Transcribe the records below in full; pictures stay out of the copy.

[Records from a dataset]
-------
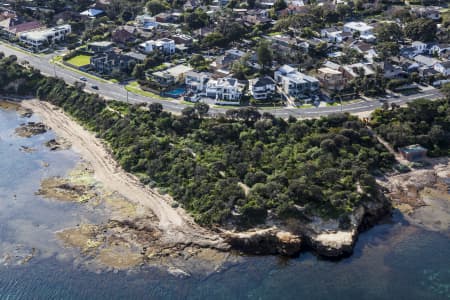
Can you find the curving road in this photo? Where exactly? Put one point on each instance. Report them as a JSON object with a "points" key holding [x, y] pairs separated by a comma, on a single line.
{"points": [[117, 91]]}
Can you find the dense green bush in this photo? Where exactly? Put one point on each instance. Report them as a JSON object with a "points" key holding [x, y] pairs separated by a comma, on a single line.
{"points": [[421, 122], [241, 167]]}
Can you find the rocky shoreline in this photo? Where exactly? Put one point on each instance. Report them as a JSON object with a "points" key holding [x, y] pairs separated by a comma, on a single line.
{"points": [[326, 238], [132, 236]]}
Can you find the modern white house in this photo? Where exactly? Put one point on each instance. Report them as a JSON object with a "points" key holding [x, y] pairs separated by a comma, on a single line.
{"points": [[165, 45], [443, 68], [225, 90], [92, 12], [332, 35], [262, 88], [195, 81], [40, 38], [296, 84], [419, 47], [365, 31]]}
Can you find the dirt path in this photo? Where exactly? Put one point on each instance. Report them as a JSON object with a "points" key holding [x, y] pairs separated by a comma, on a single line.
{"points": [[177, 226]]}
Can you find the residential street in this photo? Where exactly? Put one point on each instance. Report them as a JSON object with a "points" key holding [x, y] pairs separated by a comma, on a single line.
{"points": [[117, 91]]}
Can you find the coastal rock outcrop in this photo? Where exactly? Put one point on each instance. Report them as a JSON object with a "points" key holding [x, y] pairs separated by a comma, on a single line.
{"points": [[30, 129], [265, 241]]}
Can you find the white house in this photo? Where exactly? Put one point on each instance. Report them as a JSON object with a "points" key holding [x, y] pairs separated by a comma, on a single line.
{"points": [[332, 35], [296, 84], [195, 81], [261, 88], [440, 49], [365, 31], [419, 47], [443, 68], [165, 45], [40, 38], [225, 90], [92, 13], [146, 22]]}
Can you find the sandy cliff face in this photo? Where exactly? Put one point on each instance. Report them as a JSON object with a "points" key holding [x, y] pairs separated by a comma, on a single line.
{"points": [[422, 195]]}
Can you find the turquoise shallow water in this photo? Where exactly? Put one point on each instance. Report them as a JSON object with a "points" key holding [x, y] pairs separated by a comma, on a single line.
{"points": [[391, 261]]}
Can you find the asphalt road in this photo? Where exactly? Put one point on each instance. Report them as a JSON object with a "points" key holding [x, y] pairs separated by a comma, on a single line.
{"points": [[117, 91]]}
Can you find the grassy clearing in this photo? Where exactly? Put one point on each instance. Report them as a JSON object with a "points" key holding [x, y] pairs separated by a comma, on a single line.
{"points": [[134, 87], [57, 60], [6, 44], [80, 60], [306, 106]]}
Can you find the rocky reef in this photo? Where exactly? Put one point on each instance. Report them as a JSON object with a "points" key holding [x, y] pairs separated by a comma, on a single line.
{"points": [[30, 129], [326, 237]]}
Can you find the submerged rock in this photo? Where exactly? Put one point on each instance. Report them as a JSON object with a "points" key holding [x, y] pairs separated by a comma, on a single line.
{"points": [[178, 273], [58, 144], [63, 190]]}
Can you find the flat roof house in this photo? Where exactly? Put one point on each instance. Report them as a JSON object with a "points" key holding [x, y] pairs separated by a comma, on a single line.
{"points": [[195, 81], [262, 88], [296, 84], [331, 79], [365, 31], [41, 38], [225, 90], [165, 45]]}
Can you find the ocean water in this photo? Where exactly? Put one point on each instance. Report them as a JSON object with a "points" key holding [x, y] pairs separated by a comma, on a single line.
{"points": [[393, 260]]}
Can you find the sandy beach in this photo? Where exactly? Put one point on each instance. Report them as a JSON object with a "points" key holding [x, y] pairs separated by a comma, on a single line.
{"points": [[176, 225]]}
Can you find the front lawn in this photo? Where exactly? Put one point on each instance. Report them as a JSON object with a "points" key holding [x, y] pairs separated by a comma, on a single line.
{"points": [[80, 60]]}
-------
#### Worked answer:
Can you find the curving road in this photo? Where exactly? Put one point on each instance. Report them as a JSON object with a "points" key holding [x, y] pairs separated by a comma, on a single line.
{"points": [[117, 91]]}
Can you find the dense green bush in this photo? Where exactly? Put one point on each instance. Report them as a JSON object with a "points" key holding [x, y] pairs separated by a comma, on a single line.
{"points": [[421, 122], [241, 167]]}
Can you find the rocky shoreline in this photo? Where exactly? Put one point on each instance. Report them as a JSON object with a "points" key holding [x, y] pairs separated by a comma, on a single line.
{"points": [[326, 238], [132, 236]]}
Can you find the modern white house in this photo? Where exactly? Put one point on each instance. Report them as a JSON object with a "points" key holding [x, y] pairs separated by a comma, on a single line.
{"points": [[165, 45], [443, 68], [225, 90], [92, 12], [332, 35], [262, 88], [195, 81], [40, 38], [296, 84], [419, 47], [365, 31]]}
Can you find the dirt path in this photo? Where exactly? Put one point on each instance. Report them as a JSON object with a "points" key holding [x, y] pairs separated by a comma, on a single line.
{"points": [[177, 226]]}
Can you find the residential street in this photo? Where exactly? Put one point on each instance. Report them as a JSON object with a "points" key holding [x, y] pairs separated by a comma, on a single line.
{"points": [[117, 91]]}
Can you find the coastal rock outcrop in this photo? Where exactly? Put one point on each instance. Report them as a JSON object with a "points" key holding [x, y] pairs separated by a comma, on a single line.
{"points": [[30, 129], [265, 241]]}
Can you find the white house in this photo? Where exactly? Put one point on each instance. Report them as a JSON object with a "points" key holding [x, y] pairs separated by a comma, on a single line.
{"points": [[332, 35], [296, 84], [195, 81], [261, 88], [440, 49], [365, 31], [419, 47], [443, 68], [165, 45], [40, 38], [225, 90], [92, 13], [146, 22]]}
Can you find the sandy cliff face in this photo? Where exactly? Put one point on each instance. Report them as a JSON object with a "points" key holding [x, y] pairs separated by a comma, on a single line.
{"points": [[422, 195]]}
Can you find the turquoise shallow water in this photo? Where exactly? Put one point on each instance. Report them as a JSON object with a "points" key holding [x, y] pairs separated by a comma, on a single line.
{"points": [[391, 261]]}
Can you find the asphalt road in this photo? Where exactly? Put one point on each instance. Report them as a JSON object with a "points" key holding [x, y] pairs separated by a comma, on a single line.
{"points": [[117, 91]]}
Can you find the grassy clearing in this photo? Where exactly? Put one point on each instance. Report them as a JSON object with a "points" key holding [x, y] pairs separated by a comma, on a single line.
{"points": [[134, 87], [57, 60], [6, 44], [80, 60], [306, 106]]}
Can you find the rocky reef in this photo? Where exactly? Put one point on each instance. Report them as a JSON object with a "points" key holding [x, y] pairs separated by a comma, on a single line.
{"points": [[30, 129], [326, 237]]}
Can you find the submerged rock in this photo? Where exactly? Put one point on each instance. Report them as a JSON object with a "points" key holding [x, y] pairs separated by a comma, on a single line.
{"points": [[178, 273], [58, 144], [63, 190]]}
Can you find the flat roof house in this photo? Where exactly? Put one point on each instance. Report them as a JSON object with a "points" key holding [x, y] pairs separated by a comma, on a single line.
{"points": [[195, 81], [262, 88], [296, 84], [331, 79], [365, 31], [41, 38], [225, 90], [165, 45]]}
Can you find the ocean water in this photo? Where exactly? Put one point on each instance. Report them as a JSON object with a "points" key holding [x, y] pairs separated by a comma, on a single line.
{"points": [[393, 260]]}
Can you find the sandy beach in this photo? Where exactly? Put one point on each instance. Report them as a JSON object with a "points" key holding [x, y] pairs separated by a comma, on a single line.
{"points": [[176, 225]]}
Can you find the front lawn in this photo? Where exactly? Put one point on each instance. Report them as a JSON object with a "points" key holding [x, y] pairs separated by a comma, on a single line.
{"points": [[80, 60]]}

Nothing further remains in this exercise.